▸ **TEXT PROVIDED**:
==============================
# Spanish credit cards



## AloraAnn

Yesterday some new neighbours of ours, residents in Spain, asked me about credit cards, best ones, interest rates etc. I don't use one so couldn't help them with any answers. Does anyone have any experience of using Spanish credit cards here?


----------



## mrypg9

Like many European states, in Spain debit cards seem to be more common than credit cards, which, in view of the enormous UK per capita credit card debt seems like a very good thing.
I still have two UK credit cards which I use for UK trips and buying online from UK sites such as Amazon. But I have always paid what I owe as soon as the monthly bill arrives as interest rates in all countries are exorbitant and way above bank base rates.
There must be Spanish websites which do interest rate comparisons as in the UK.


----------



## Guest

When I first moved here I asked the bank for a credit card (so used to having them in the UK). They said yup, no problem.. when I asked what the limit was they said whatever I wanted! Transpired that yes I could have a credit card but first I had to transfer whatever "limit" I wanted onto the card - not quite what I had in mind! As Mary says it is more typical that you use a debit card over here, credit isn´t really a big thing here


----------



## xabiaxica

ShinyAndy said:


> When I first moved here I asked the bank for a credit card (so used to having them in the UK). They said yup, no problem.. when I asked what the limit was they said whatever I wanted! Transpired that yes I could have a credit card but first I had to transfer whatever "limit" I wanted onto the card - not quite what I had in mind! As Mary says it is more typical that you use a debit card over here, credit isn´t really a big thing here


yep - that happened to us too!!!
==============================
▸ **DATASET SECTION**:

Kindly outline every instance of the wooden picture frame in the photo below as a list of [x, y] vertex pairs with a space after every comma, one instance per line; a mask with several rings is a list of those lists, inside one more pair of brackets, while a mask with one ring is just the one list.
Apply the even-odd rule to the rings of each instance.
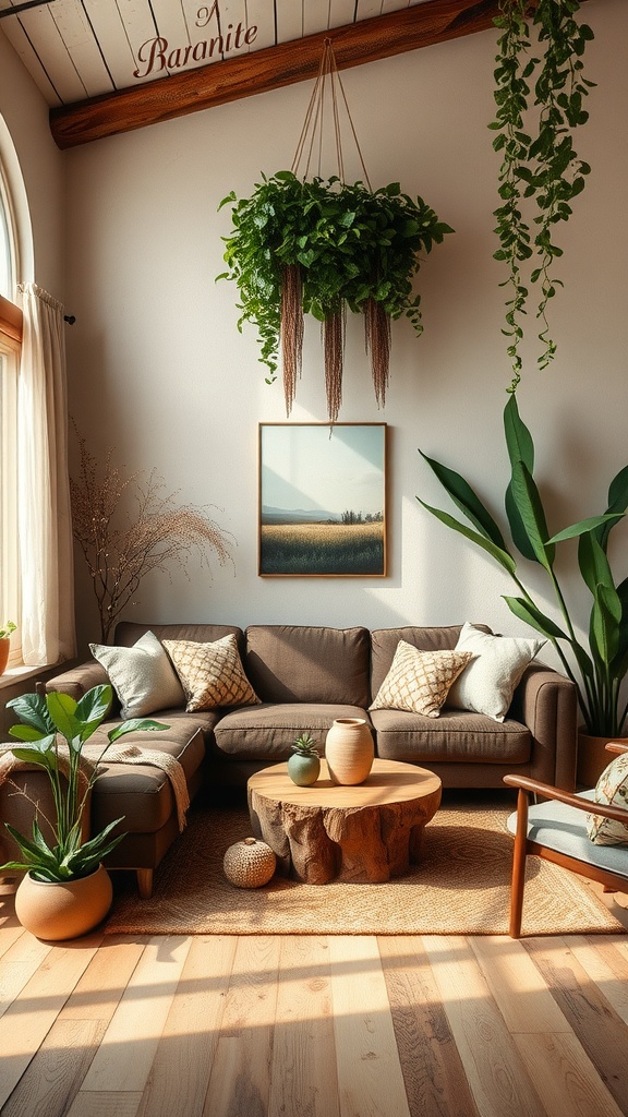
[[386, 423], [259, 423], [258, 462], [260, 577], [386, 577]]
==============================
▸ **YOUR GOAL**:
In the forum thread about Spanish credit cards, what did the bank require before issuing the credit card that the poster asked for?

▸ **FINISHED TASK**:
The poster first had to transfer whatever limit they wanted onto the card.